Excerpted text ▸
++++

Wayne Scales, professor of electrical and computer engineering in the College of Engineering at Virginia Tech, was recently named the J. Byron Maupin Professor of Engineering by the Virginia Tech Board of Visitors.

The J. Byron Maupin Professorship was established in 1993 by Maupin's widow, Marjorie S. Maupin, and her brother, LeRoy M. Sizemore, to recognize teaching and research excellence in the College of Engineering.

J. Byron Maupin, a native of Bedford, Virginia, was a 1934 industrial engineering graduate who spent his career with DuPont and Sprague Meter Company.

Recipients hold the title of the J. Byron Maupin Professor of Engineering for a period of five years and is renewable.

Scales joined the Virginia Tech faculty in 1992 as an assistant professor and became an associate professor in 1998, a professor in 2006, and the founding director of the Center for Space Science and Engineering Research in 2007. The center has more than 100 internationally renowned faculty, staff, and graduate students specializing in fundamental physics and chemistry of the near-Earth space environment, impact of this environment on modern technologies, and the exploitation of this environment with advanced technologies.

Scales has also served as the co-director of the Interdisciplinary Graduate Education Program in Remote Sensing since 2012 and is an affiliate professor of aerospace and ocean engineering.

Scales is regarded for his pioneering research in the fields of ionospheric physics and plasma simulation. He developed the state-of-the-art plasma physics-based models for active space experiments and dusty space plasmas. His most recent research focuses on development of dusty space plasma diagnostics using high power radio waves, the development of ionospheric diagnostics using stimulated electromagnetic emissions and Global Navigation Satellite System (GNSS) beacons, the development of ionospheric and magnetospheric space plasma turbulence models, and the development of a GNSS spacecraft formation flying testbed for ionospheric remote sensing applications.

He has been the principal investigator or co-principal investigator of more than 20 research projects with personal responsibility for more than $3 million in funds. He has authored and coauthored 100 peer-reviewed publications.

++++

Extracted material ▸
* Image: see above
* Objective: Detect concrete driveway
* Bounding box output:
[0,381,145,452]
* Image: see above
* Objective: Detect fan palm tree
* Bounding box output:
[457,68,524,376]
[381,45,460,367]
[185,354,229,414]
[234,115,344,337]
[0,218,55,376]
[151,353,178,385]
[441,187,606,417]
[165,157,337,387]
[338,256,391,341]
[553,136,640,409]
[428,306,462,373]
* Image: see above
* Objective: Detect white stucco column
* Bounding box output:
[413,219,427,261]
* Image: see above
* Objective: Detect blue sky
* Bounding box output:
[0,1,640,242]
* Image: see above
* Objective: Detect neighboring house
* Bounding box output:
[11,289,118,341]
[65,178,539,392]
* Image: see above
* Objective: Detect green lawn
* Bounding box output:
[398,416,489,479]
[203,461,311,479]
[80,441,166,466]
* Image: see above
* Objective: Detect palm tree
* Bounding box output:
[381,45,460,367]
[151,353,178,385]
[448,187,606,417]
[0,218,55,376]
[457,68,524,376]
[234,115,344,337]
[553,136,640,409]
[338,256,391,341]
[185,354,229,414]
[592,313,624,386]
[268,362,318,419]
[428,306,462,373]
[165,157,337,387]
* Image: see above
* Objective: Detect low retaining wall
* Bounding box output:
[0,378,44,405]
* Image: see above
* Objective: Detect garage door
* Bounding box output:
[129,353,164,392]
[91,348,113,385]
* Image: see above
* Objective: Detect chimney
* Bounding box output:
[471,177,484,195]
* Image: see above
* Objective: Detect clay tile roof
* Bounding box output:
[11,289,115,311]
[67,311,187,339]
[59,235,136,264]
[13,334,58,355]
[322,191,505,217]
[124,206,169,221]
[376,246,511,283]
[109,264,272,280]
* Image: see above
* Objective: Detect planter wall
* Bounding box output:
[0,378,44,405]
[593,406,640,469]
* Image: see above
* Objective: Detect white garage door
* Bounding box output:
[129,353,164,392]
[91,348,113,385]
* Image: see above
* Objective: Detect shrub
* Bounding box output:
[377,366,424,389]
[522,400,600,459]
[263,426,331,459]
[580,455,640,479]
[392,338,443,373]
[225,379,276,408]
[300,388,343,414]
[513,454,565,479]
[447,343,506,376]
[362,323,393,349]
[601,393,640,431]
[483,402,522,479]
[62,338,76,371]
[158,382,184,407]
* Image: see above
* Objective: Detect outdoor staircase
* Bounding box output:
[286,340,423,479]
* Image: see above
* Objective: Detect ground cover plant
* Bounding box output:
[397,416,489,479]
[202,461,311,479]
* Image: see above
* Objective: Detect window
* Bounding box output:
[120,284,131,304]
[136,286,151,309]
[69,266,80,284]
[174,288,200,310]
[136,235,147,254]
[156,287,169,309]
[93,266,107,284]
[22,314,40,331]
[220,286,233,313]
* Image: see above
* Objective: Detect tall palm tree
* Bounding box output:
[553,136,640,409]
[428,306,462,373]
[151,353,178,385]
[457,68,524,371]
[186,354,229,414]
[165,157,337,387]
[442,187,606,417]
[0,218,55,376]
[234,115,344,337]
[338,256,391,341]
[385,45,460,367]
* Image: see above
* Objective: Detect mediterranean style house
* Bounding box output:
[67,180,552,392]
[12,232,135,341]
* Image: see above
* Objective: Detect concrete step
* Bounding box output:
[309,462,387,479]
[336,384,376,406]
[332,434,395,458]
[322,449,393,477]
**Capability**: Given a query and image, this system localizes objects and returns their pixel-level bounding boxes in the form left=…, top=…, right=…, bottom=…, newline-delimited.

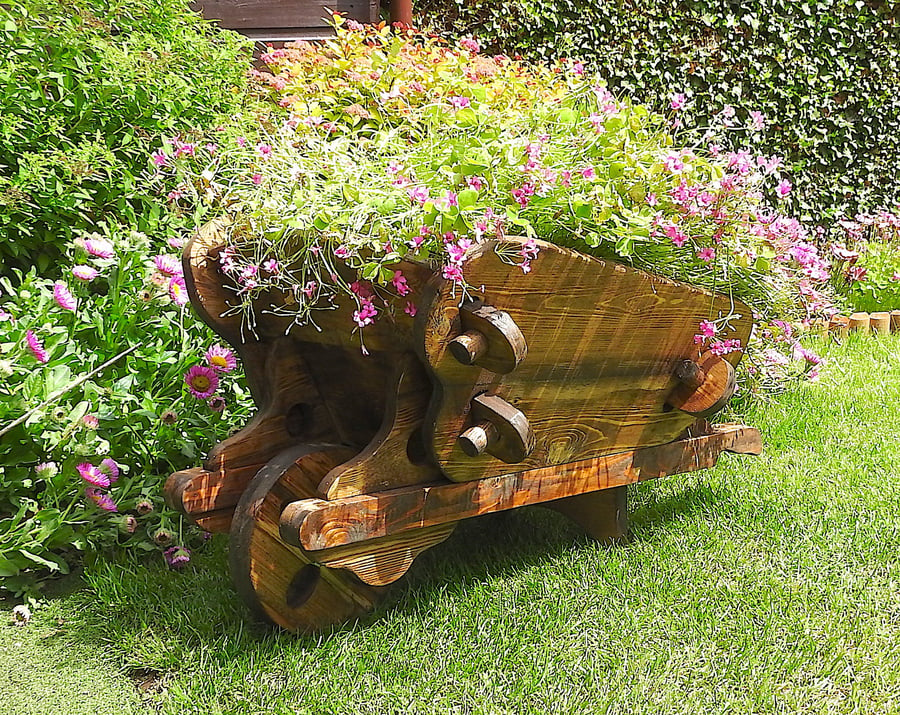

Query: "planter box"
left=166, top=224, right=761, bottom=631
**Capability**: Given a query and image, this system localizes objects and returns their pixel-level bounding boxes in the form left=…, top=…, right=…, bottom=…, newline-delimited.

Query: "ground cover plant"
left=0, top=0, right=249, bottom=274
left=153, top=18, right=830, bottom=374
left=0, top=0, right=260, bottom=597
left=0, top=335, right=900, bottom=715
left=415, top=0, right=900, bottom=224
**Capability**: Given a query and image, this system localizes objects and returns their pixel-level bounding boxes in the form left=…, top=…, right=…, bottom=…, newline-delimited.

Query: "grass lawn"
left=0, top=336, right=900, bottom=715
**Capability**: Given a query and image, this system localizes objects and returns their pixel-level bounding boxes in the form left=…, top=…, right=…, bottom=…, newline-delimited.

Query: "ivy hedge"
left=416, top=0, right=900, bottom=222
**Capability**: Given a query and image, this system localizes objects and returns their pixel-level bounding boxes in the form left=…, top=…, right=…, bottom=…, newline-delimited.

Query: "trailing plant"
left=415, top=0, right=900, bottom=222
left=0, top=0, right=249, bottom=275
left=153, top=19, right=829, bottom=370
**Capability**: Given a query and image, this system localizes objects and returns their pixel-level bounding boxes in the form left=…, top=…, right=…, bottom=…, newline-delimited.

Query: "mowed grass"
left=0, top=336, right=900, bottom=715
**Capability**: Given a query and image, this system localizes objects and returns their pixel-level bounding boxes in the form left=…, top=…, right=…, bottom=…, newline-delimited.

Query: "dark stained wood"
left=869, top=312, right=891, bottom=335
left=229, top=445, right=384, bottom=632
left=541, top=490, right=628, bottom=544
left=666, top=352, right=737, bottom=417
left=448, top=304, right=528, bottom=375
left=460, top=395, right=534, bottom=464
left=318, top=354, right=442, bottom=499
left=280, top=425, right=762, bottom=552
left=416, top=239, right=752, bottom=481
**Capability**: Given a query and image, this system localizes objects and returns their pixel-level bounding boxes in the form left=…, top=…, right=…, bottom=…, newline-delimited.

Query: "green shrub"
left=416, top=0, right=900, bottom=221
left=0, top=0, right=248, bottom=273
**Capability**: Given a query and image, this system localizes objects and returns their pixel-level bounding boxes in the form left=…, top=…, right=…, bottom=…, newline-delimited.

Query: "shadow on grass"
left=47, top=483, right=734, bottom=664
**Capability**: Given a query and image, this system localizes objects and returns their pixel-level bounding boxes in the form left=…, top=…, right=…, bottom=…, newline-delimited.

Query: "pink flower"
left=75, top=462, right=109, bottom=487
left=84, top=487, right=119, bottom=511
left=53, top=281, right=78, bottom=310
left=100, top=457, right=119, bottom=484
left=663, top=154, right=684, bottom=174
left=153, top=256, right=181, bottom=277
left=697, top=247, right=716, bottom=263
left=84, top=238, right=115, bottom=258
left=184, top=365, right=219, bottom=400
left=391, top=271, right=410, bottom=296
left=169, top=276, right=188, bottom=306
left=25, top=330, right=50, bottom=363
left=72, top=266, right=100, bottom=281
left=750, top=112, right=766, bottom=132
left=204, top=345, right=237, bottom=372
left=163, top=546, right=191, bottom=569
left=406, top=186, right=428, bottom=204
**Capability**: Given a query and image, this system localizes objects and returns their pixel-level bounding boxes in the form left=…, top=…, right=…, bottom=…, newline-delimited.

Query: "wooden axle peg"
left=869, top=312, right=891, bottom=335
left=457, top=395, right=535, bottom=464
left=450, top=330, right=488, bottom=365
left=459, top=420, right=500, bottom=457
left=666, top=352, right=737, bottom=417
left=448, top=303, right=528, bottom=375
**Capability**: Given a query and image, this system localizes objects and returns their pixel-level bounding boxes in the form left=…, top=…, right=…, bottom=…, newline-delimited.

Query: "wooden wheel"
left=229, top=445, right=386, bottom=632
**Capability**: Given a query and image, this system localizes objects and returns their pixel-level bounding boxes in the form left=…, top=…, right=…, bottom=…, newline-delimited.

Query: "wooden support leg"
left=545, top=487, right=628, bottom=545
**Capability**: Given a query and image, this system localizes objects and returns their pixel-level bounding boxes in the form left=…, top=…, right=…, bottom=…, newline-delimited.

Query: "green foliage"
left=0, top=231, right=249, bottom=590
left=416, top=0, right=900, bottom=220
left=0, top=0, right=248, bottom=273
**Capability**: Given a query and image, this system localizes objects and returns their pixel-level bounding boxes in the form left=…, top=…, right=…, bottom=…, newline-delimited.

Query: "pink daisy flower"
left=184, top=365, right=219, bottom=400
left=100, top=457, right=119, bottom=483
left=25, top=330, right=50, bottom=363
left=75, top=462, right=109, bottom=487
left=53, top=281, right=77, bottom=310
left=169, top=276, right=188, bottom=306
left=72, top=266, right=100, bottom=281
left=84, top=487, right=119, bottom=511
left=153, top=256, right=181, bottom=278
left=204, top=345, right=237, bottom=372
left=84, top=238, right=115, bottom=258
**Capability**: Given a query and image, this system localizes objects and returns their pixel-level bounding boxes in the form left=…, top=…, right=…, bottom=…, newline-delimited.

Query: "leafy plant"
left=0, top=0, right=255, bottom=274
left=415, top=0, right=900, bottom=221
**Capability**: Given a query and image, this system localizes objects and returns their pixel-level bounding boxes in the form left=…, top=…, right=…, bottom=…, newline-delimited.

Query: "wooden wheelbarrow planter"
left=166, top=224, right=761, bottom=631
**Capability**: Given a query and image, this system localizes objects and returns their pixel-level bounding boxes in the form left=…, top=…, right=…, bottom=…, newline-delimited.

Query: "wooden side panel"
left=417, top=243, right=752, bottom=481
left=281, top=425, right=762, bottom=559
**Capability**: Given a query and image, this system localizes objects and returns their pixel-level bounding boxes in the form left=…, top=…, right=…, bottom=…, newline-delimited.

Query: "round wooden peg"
left=450, top=330, right=488, bottom=365
left=459, top=420, right=500, bottom=457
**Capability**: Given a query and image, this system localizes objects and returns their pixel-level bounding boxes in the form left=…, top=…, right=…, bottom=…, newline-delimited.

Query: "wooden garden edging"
left=166, top=223, right=762, bottom=631
left=813, top=310, right=900, bottom=337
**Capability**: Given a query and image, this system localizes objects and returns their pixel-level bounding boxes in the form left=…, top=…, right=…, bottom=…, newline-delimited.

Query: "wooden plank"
left=416, top=239, right=752, bottom=481
left=191, top=0, right=378, bottom=30
left=280, top=425, right=762, bottom=558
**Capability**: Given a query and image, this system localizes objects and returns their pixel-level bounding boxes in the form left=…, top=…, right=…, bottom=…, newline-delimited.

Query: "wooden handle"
left=459, top=420, right=500, bottom=457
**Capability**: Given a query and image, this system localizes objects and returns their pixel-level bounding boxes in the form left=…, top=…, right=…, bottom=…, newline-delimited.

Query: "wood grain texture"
left=318, top=354, right=441, bottom=499
left=416, top=243, right=752, bottom=481
left=281, top=425, right=762, bottom=558
left=228, top=445, right=383, bottom=632
left=541, top=487, right=628, bottom=545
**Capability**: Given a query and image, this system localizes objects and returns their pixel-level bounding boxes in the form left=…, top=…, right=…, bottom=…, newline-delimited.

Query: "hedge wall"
left=416, top=0, right=900, bottom=221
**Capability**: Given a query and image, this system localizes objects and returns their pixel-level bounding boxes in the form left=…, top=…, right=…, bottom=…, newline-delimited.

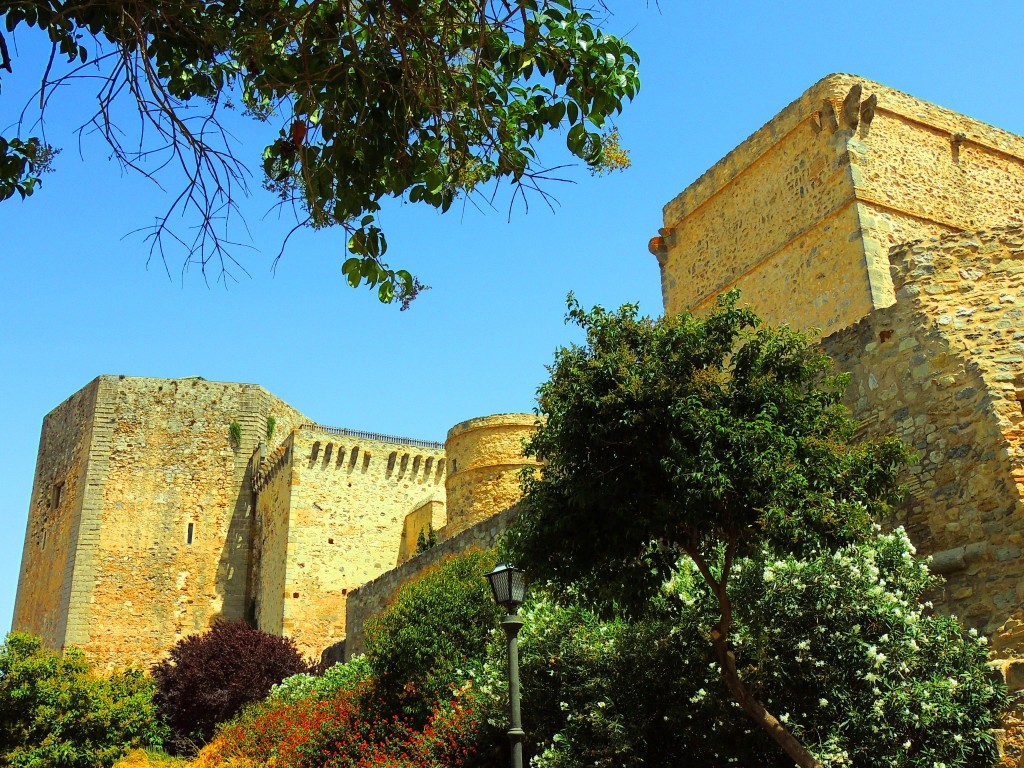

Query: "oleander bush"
left=476, top=529, right=1006, bottom=768
left=153, top=622, right=309, bottom=755
left=0, top=632, right=167, bottom=768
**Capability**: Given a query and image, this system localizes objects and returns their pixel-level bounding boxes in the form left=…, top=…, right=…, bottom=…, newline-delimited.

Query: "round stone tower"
left=444, top=414, right=540, bottom=537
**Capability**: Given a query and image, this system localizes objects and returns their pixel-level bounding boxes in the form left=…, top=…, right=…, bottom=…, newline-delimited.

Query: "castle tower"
left=648, top=75, right=1024, bottom=765
left=444, top=414, right=540, bottom=538
left=13, top=376, right=305, bottom=667
left=649, top=75, right=1024, bottom=334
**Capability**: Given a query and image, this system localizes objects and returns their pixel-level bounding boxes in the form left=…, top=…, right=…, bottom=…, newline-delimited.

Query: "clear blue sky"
left=0, top=0, right=1024, bottom=631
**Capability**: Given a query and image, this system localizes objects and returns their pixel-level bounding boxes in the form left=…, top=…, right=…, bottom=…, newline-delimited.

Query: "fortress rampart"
left=13, top=376, right=532, bottom=667
left=14, top=75, right=1024, bottom=765
left=650, top=75, right=1024, bottom=334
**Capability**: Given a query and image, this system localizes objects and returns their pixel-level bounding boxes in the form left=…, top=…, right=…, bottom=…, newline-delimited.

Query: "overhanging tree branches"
left=0, top=0, right=639, bottom=303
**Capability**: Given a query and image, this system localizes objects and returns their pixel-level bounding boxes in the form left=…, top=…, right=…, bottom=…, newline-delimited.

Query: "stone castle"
left=14, top=75, right=1024, bottom=704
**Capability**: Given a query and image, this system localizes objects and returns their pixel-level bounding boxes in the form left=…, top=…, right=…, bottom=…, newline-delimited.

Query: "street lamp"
left=487, top=563, right=526, bottom=768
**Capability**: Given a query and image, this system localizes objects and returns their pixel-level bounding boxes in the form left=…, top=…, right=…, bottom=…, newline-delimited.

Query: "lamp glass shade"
left=487, top=563, right=526, bottom=610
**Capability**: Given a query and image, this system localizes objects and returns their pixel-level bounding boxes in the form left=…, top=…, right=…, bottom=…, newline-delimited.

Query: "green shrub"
left=0, top=632, right=167, bottom=768
left=153, top=622, right=309, bottom=754
left=478, top=530, right=1006, bottom=768
left=267, top=655, right=373, bottom=701
left=367, top=552, right=500, bottom=723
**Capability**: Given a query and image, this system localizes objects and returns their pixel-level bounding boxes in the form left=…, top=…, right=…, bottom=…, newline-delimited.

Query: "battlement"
left=649, top=75, right=1024, bottom=333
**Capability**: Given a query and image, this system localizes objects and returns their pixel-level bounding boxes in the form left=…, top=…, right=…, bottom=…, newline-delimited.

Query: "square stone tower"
left=650, top=75, right=1024, bottom=334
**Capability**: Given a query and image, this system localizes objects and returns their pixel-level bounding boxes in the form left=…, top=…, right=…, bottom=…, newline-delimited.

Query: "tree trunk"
left=685, top=537, right=822, bottom=768
left=712, top=630, right=821, bottom=768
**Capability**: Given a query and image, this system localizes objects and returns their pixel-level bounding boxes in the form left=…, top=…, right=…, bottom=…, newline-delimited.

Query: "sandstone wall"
left=651, top=75, right=1024, bottom=334
left=270, top=428, right=444, bottom=658
left=249, top=433, right=294, bottom=635
left=443, top=414, right=539, bottom=538
left=395, top=499, right=447, bottom=565
left=823, top=227, right=1024, bottom=653
left=12, top=379, right=100, bottom=648
left=345, top=507, right=519, bottom=660
left=18, top=376, right=305, bottom=667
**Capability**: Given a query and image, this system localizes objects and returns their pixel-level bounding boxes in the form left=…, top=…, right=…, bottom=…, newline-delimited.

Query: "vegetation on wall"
left=153, top=622, right=308, bottom=754
left=416, top=521, right=437, bottom=555
left=0, top=632, right=167, bottom=768
left=366, top=551, right=499, bottom=723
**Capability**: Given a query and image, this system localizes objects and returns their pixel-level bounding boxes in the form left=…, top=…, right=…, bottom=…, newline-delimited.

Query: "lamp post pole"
left=502, top=613, right=526, bottom=768
left=487, top=563, right=526, bottom=768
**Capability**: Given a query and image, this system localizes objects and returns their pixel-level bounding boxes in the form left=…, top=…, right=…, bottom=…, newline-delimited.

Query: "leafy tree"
left=153, top=622, right=309, bottom=754
left=512, top=292, right=906, bottom=766
left=0, top=632, right=166, bottom=768
left=0, top=0, right=639, bottom=305
left=477, top=529, right=1006, bottom=768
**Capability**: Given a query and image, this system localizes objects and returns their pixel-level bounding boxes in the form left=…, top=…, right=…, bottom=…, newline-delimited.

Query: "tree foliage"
left=153, top=622, right=308, bottom=754
left=512, top=292, right=906, bottom=766
left=0, top=632, right=166, bottom=768
left=477, top=529, right=1006, bottom=768
left=0, top=0, right=639, bottom=304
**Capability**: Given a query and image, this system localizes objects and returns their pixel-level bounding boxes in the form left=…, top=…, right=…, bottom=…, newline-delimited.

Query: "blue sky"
left=0, top=0, right=1024, bottom=631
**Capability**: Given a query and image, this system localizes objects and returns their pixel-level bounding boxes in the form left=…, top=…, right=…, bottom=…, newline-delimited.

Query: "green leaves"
left=0, top=0, right=639, bottom=307
left=0, top=632, right=167, bottom=768
left=507, top=293, right=907, bottom=603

++++

Task set ▸
1 – Using the announcement about Wayne Scales's professorship, list each area of development that his most recent research focuses on.
2 – Proceed with the announcement about Wayne Scales's professorship, starting after its final sentence.

Answer section ▸
1 –
- Dusty space plasma diagnostics using high power radio waves
- Ionospheric diagnostics using stimulated electromagnetic emissions and Global Navigation Satellite System (GNSS) beacons
- Ionospheric and magnetospheric space plasma turbulence models
- A GNSS spacecraft formation flying testbed for ionospheric remote sensing applications

2 –
Scales has supervised 17 Ph.D. and 10 master’s degree students and has trained and hosted four postdoctoral fellows and international visiting scholars at Virginia Tech. He is currently supervising five Ph.D. students.

Scales has received many professional accolades and honors, included the American Geophysical Union Editor’s Citation for Excellence in Refereeing and the American Society for Engineering Education Postdoctoral Fellowship. At Virginia Tech, he received the College of Engineering Dean’s Award for Exemplary Research and the Dean’s Award for Exemplary Service.

In addition, Scales has served as guest editor for Institute of Electrical and Electronics Engineers (IEEE) Transactions on Plasma Science and Journal of Atmospheric Solar Terrestrial Physics and associate editor for Advances in Space Research and Radiation Effects and Defects in Solids.

He served as co-chair of the International Workshop on the Physics of Dusty Plasmas and Chairman of the Committee on Space Research Commission on Active Experiments and Dusty Space Plasmas. He has also served on the Committee of Visitors of the National Astronomy and Ionospheric Center and member-at-large of the International Union of Radio Science United States National Committee. He serves on the Issues and Program Committee for the University Space Research Association.

Scales received his bachelor’s degree in honors and master’s degree from Virginia Tech and a Ph.D. from Cornell University.